GOAL | Recast every line of the rows below as a numbered list, leaving out blank lines. Omit the pictures from your answer.

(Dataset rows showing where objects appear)

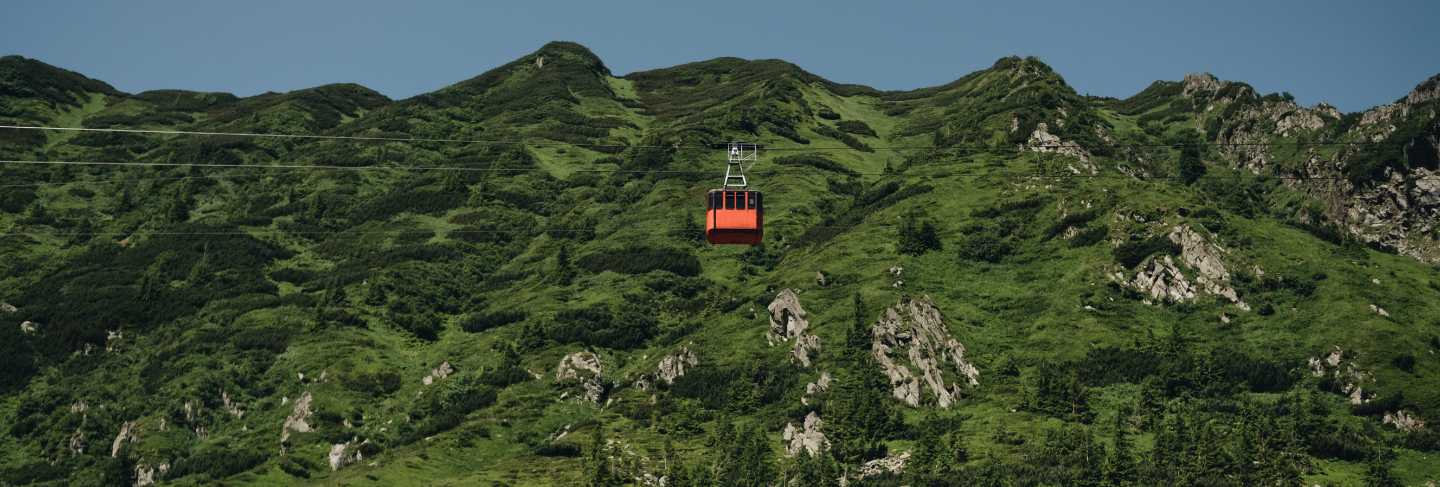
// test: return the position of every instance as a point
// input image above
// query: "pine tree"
(676, 473)
(598, 464)
(860, 414)
(858, 336)
(1378, 470)
(1119, 467)
(563, 265)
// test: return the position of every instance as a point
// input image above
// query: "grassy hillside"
(1144, 300)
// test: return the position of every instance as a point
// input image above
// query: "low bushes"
(640, 260)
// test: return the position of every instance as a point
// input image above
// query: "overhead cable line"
(769, 170)
(676, 146)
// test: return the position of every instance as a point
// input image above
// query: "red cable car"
(735, 216)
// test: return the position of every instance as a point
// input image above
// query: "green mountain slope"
(992, 281)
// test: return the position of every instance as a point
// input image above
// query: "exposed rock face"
(1198, 82)
(1404, 421)
(913, 332)
(113, 339)
(1400, 209)
(1204, 257)
(1378, 310)
(439, 372)
(893, 464)
(1043, 141)
(1350, 376)
(234, 408)
(674, 366)
(128, 432)
(585, 369)
(344, 454)
(808, 438)
(146, 474)
(1164, 281)
(298, 418)
(788, 322)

RESPONSE TO THE TASK |
1. // test: return the position of every instance as a point
2. // input image above
3. // query: "pine tree"
4. (676, 473)
5. (598, 464)
6. (860, 414)
7. (858, 336)
8. (1378, 470)
9. (1119, 467)
10. (563, 265)
11. // test: return the position of every instance as a point
12. // input image above
13. // query: "grassy hillside"
14. (1144, 300)
15. // test: return the position of every instance as a point
16. // input image above
17. // query: "low bushes"
18. (640, 260)
19. // test: return the position of every instance as a point
20. // input image above
21. // query: "overhead cable line"
22. (769, 170)
23. (676, 146)
24. // test: return the position of every instance as a point
25. // input image above
26. // query: "red cable car"
27. (735, 216)
28. // test: return the position of every instance as a point
29. // input image above
30. // query: "green mountain slope"
31. (992, 281)
32. // test: return the position of every instance as a point
33. // input image above
34. // query: "exposed rock face"
35. (1198, 82)
36. (1404, 421)
37. (913, 332)
38. (113, 339)
39. (1400, 209)
40. (1204, 257)
41. (1378, 310)
42. (439, 372)
43. (893, 464)
44. (1043, 141)
45. (1350, 376)
46. (234, 408)
47. (674, 366)
48. (128, 432)
49. (585, 369)
50. (344, 454)
51. (808, 438)
52. (146, 474)
53. (1164, 281)
54. (298, 418)
55. (788, 322)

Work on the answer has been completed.